(Material for the task begins)
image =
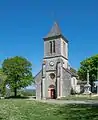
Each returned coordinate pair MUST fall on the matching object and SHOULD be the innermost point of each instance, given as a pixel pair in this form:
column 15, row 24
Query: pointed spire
column 55, row 31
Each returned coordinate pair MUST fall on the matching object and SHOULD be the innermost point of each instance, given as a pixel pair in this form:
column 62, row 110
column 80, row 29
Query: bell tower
column 55, row 59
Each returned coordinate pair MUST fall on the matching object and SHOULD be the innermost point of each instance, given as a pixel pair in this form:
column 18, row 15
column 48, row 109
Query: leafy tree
column 2, row 83
column 90, row 64
column 18, row 72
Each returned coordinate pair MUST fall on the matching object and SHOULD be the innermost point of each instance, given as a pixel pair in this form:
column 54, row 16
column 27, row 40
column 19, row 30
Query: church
(Material for the task ends)
**What you are asked to do**
Each record is to be written out exactly. No picture goes in.

**The completed task**
image =
Each returned coordinate pair MUST fall on the matching object and SHOULD be the innermost point of each instance, given as a pixel pair in this form:
column 15, row 24
Query: pointed spire
column 55, row 31
Each returned coordinate pair MUST fall on the matching object and SHOULD be the innermost point of each instance, given as a pixel pair in this form:
column 62, row 110
column 80, row 29
Query: bell tower
column 55, row 59
Each returned coordinate pair MUST fall on the matching object and SHOULD be the innermost point of each instance, given as a pixel pair in this form:
column 18, row 15
column 48, row 109
Query: leafy tree
column 2, row 83
column 90, row 64
column 18, row 72
Each returned coordinate pair MUST fall on the matching object and SHOULD be the innermost point of each instance, given as a pixel pair in this form:
column 54, row 16
column 27, row 40
column 19, row 30
Query: church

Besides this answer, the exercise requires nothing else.